> Objetivo A:
Responde con el artículo que sigue:
(i) ¿De quién deriva la concepción del hombre y del mundo como entes naturales objetivos?
(ii) En la cita de Marx, ¿qué es para el hombre la naturaleza considerada en forma abstracta?
(iii) ¿Quiénes sostendrán que la relación hombre-naturaleza es un "reflejo" fiel de la realidad natural en la conciencia humana?

Vemos entonces que el hombre vive en el horizonte del mundo natural del que recibe, tal como los demás seres sensibles, impresiones y condicionamientos, y en el que encuentra los objetos que satisfacen sus necesidades, objetos hacia los que lo dirgen sus impulsos internos, también ellos entendidos como fuerzas naturales.  Y el mundo que lo circunda es un mundo real, objetivo.  Esta concepción deriva claramente de Feuerbach quien, en polémica con Hegel, consideraba al hombre y al mundo como entes naturales objetivos.

Y sin embargo, en los Manuscritos, la distancia que separa a Marx del riguroso naturalismo de Feuerbach es ya incolmable. Para Marx, de hecho, «... el hombre no es solamente un ser natural; es también un ser natural humano, o sea un ser que es para sí mismo y luego un ser que pertenece a una especie; como tal él debe realizarse y confirmarse tanto en su ser como en su saber.  Por ello los objetos humanos no son los objetos naturales como se presentan en modo inmediato».[12]   Y «la naturaleza, considerada en forma abstracta, en sí, fijada en su separación del hombre, es para el hombre una total nulidad».[13]

Vemos así que, a diferencia de los demás seres naturales, el hombre posee características que le son particulares: es también una conciencia (para sí) que se manifiesta como saber. No es solamente naturaleza.  A su vez, los objetos naturales, aun siendo reales, no pueden ser concebidos en sí mismos, independientemente de las actividades de los hombres.  La relación hombre-naturaleza no consiste por lo tanto en un “reflejo” fiel de la realidad natural en la conciencia humana —como sostendrán Engels y Lenin—, o en un simple condicionamiento que la naturaleza ejerce sobre el hombre; se trata en cambio de una relación eminentemente activa, práctica.

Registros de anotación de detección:
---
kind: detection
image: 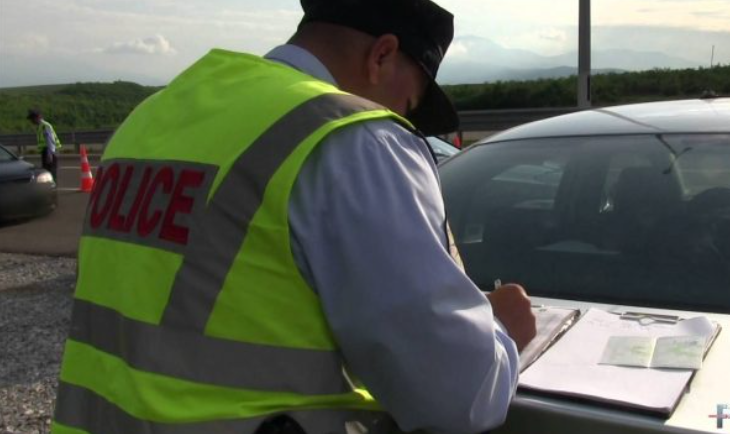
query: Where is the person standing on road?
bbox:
[53,0,535,434]
[27,110,61,182]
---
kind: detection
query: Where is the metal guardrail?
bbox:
[0,107,580,155]
[459,107,581,132]
[0,130,114,155]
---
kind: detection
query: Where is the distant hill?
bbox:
[0,65,730,133]
[444,65,730,110]
[439,36,698,84]
[0,81,161,133]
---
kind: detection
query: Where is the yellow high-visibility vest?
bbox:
[53,50,412,434]
[36,119,62,152]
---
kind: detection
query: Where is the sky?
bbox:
[0,0,730,87]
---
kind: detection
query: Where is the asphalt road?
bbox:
[0,157,98,257]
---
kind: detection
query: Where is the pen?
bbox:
[494,279,547,309]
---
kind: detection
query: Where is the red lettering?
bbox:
[108,165,134,231]
[160,169,205,245]
[121,167,152,233]
[90,163,119,229]
[89,166,104,209]
[137,167,175,237]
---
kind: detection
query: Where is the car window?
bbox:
[426,136,459,160]
[440,134,730,312]
[0,146,15,162]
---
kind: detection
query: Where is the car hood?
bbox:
[0,160,35,183]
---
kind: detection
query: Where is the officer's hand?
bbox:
[487,284,537,351]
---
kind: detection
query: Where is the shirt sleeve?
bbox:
[290,121,519,434]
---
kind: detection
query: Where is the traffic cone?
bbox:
[80,146,94,193]
[454,133,461,149]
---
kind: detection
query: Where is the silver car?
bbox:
[440,98,730,433]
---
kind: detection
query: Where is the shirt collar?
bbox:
[264,44,337,86]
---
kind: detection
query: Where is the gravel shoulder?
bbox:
[0,253,76,434]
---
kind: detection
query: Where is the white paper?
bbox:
[520,307,577,371]
[601,336,656,368]
[519,309,714,413]
[651,336,705,369]
[601,336,705,369]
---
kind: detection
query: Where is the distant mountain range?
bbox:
[439,36,697,84]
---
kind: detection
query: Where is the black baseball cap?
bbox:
[299,0,459,135]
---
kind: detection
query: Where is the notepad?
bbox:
[520,306,580,371]
[601,336,705,369]
[519,309,719,417]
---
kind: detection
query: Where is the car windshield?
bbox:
[0,146,15,162]
[426,136,459,160]
[441,134,730,312]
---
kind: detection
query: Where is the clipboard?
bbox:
[519,309,720,419]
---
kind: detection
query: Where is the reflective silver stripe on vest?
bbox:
[54,381,399,434]
[69,299,352,395]
[162,94,382,332]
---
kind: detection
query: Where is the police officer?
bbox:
[27,109,61,181]
[53,0,535,434]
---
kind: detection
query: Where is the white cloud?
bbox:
[102,35,177,56]
[0,33,50,55]
[537,28,568,42]
[446,40,469,59]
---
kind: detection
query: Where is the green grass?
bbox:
[0,65,730,134]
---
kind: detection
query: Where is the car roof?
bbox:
[480,98,730,143]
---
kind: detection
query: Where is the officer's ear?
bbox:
[366,34,400,85]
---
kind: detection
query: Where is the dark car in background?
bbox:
[0,145,58,221]
[441,99,730,313]
[439,98,730,434]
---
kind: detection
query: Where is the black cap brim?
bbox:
[408,80,459,136]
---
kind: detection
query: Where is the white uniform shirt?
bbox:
[266,45,519,434]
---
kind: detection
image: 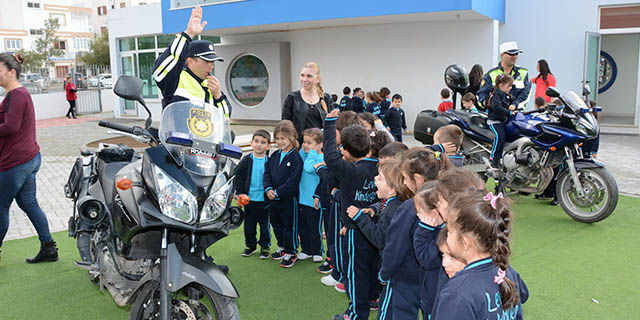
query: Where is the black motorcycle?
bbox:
[65,76,243,320]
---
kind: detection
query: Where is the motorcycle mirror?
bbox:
[113,75,151,129]
[545,87,560,98]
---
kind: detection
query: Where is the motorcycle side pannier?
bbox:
[413,110,453,145]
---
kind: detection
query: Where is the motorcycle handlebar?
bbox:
[98,120,133,134]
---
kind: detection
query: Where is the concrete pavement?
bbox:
[5,113,640,240]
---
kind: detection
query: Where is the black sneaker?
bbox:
[242,248,258,257]
[271,250,284,260]
[318,260,333,274]
[280,253,298,268]
[369,299,378,311]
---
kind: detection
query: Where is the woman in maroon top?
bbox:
[64,77,78,119]
[0,53,58,263]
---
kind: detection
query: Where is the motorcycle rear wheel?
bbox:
[129,281,240,320]
[556,168,618,223]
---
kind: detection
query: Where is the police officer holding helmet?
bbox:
[477,42,531,110]
[153,6,231,117]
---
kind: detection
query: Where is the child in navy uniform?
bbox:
[236,129,271,259]
[384,93,407,142]
[264,120,302,268]
[414,169,485,319]
[487,74,516,169]
[340,87,351,111]
[298,128,323,262]
[323,110,379,319]
[379,147,452,319]
[432,190,529,320]
[315,110,358,286]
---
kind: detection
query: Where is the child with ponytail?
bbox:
[378,147,452,319]
[432,190,529,320]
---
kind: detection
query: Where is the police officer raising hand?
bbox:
[153,6,231,117]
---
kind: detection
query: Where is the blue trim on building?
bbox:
[162,0,505,34]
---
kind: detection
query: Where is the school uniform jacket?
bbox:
[379,199,420,285]
[322,118,378,229]
[353,197,403,251]
[264,149,302,200]
[431,258,529,320]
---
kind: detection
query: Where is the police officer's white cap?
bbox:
[500,41,522,54]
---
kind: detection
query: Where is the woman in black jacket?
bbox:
[282,62,331,141]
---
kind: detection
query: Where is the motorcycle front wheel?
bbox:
[556,168,618,223]
[129,281,240,320]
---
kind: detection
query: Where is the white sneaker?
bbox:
[298,252,311,260]
[320,275,340,287]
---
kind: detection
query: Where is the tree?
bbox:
[78,32,111,66]
[35,18,64,76]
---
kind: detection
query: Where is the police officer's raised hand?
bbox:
[207,76,222,100]
[184,6,207,39]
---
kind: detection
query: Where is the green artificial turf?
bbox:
[0,197,640,319]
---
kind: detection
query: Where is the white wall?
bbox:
[222,19,497,129]
[598,33,640,117]
[31,89,116,120]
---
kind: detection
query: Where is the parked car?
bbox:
[20,73,49,93]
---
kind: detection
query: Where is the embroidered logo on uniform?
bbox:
[187,108,213,138]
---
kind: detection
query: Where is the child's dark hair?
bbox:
[273,120,300,149]
[436,224,447,248]
[433,124,464,148]
[370,130,391,158]
[378,141,409,158]
[340,124,371,158]
[440,88,451,99]
[380,87,391,99]
[431,168,486,203]
[402,147,453,195]
[378,159,411,201]
[450,190,520,310]
[462,92,477,104]
[0,52,24,80]
[251,129,271,142]
[534,97,547,108]
[356,112,377,128]
[336,110,358,131]
[302,128,322,143]
[413,180,438,210]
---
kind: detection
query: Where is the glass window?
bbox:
[158,34,176,49]
[229,55,269,107]
[200,36,220,43]
[118,38,136,51]
[138,52,158,99]
[138,36,156,50]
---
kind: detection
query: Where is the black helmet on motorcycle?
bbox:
[444,64,469,93]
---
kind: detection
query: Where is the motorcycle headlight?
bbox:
[200,179,233,223]
[153,165,198,224]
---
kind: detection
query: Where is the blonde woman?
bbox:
[282,62,331,140]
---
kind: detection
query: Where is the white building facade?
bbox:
[108,0,640,134]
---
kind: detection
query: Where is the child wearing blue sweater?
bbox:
[432,190,529,320]
[298,128,324,262]
[236,129,271,259]
[264,120,303,268]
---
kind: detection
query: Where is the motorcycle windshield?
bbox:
[158,101,231,176]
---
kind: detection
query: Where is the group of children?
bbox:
[332,87,407,142]
[236,104,528,319]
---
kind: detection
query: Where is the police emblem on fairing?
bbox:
[187,108,213,138]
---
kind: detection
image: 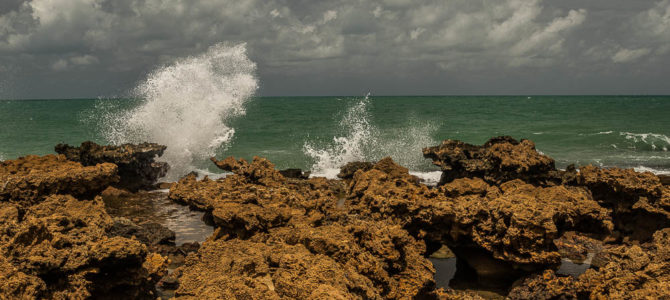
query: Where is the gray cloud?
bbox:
[0,0,670,98]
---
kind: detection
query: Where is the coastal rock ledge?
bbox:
[55,141,170,192]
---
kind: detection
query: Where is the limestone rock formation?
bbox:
[0,195,166,299]
[0,155,118,205]
[423,136,561,184]
[578,166,670,241]
[55,141,169,191]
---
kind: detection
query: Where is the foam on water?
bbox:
[103,44,258,180]
[303,94,439,178]
[619,132,670,151]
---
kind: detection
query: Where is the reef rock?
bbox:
[579,228,670,299]
[578,166,670,241]
[210,156,284,186]
[176,222,435,299]
[347,158,612,278]
[55,141,169,191]
[423,136,569,185]
[337,161,374,179]
[0,195,166,299]
[0,155,118,205]
[507,270,588,300]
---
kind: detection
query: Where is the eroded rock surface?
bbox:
[0,195,166,299]
[578,166,670,241]
[347,158,612,277]
[423,136,561,184]
[55,141,169,191]
[0,155,119,205]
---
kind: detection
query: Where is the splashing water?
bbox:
[303,94,376,178]
[103,44,258,180]
[303,94,437,178]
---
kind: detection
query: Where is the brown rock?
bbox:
[337,161,374,179]
[0,195,167,298]
[578,166,670,241]
[0,155,118,205]
[176,219,434,299]
[423,136,561,184]
[507,270,584,300]
[579,228,670,299]
[210,156,284,185]
[55,141,170,191]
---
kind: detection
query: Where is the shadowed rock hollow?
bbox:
[55,141,169,191]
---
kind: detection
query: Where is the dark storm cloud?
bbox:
[0,0,670,98]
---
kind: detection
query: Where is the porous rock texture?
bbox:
[170,158,435,299]
[423,136,569,184]
[578,166,670,241]
[0,155,118,205]
[169,158,624,299]
[55,141,169,191]
[0,195,166,299]
[508,228,670,299]
[347,158,612,278]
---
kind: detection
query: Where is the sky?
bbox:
[0,0,670,99]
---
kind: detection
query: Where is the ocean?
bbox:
[0,95,670,183]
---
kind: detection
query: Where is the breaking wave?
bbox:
[102,43,258,180]
[303,94,437,181]
[619,132,670,151]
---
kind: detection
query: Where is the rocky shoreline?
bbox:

> Objetivo B: Devuelve cada línea de los registros que contenga la cadena "jacket". Se distinguen mayúsculas y minúsculas.

> Respuesta A:
(i) De Feuerbach.
(ii) Una total nulidad.
(iii) Engels y Lenin.

> Respuesta B:
query: Where is the school uniform jacket?
query: Where is the woman in black jacket?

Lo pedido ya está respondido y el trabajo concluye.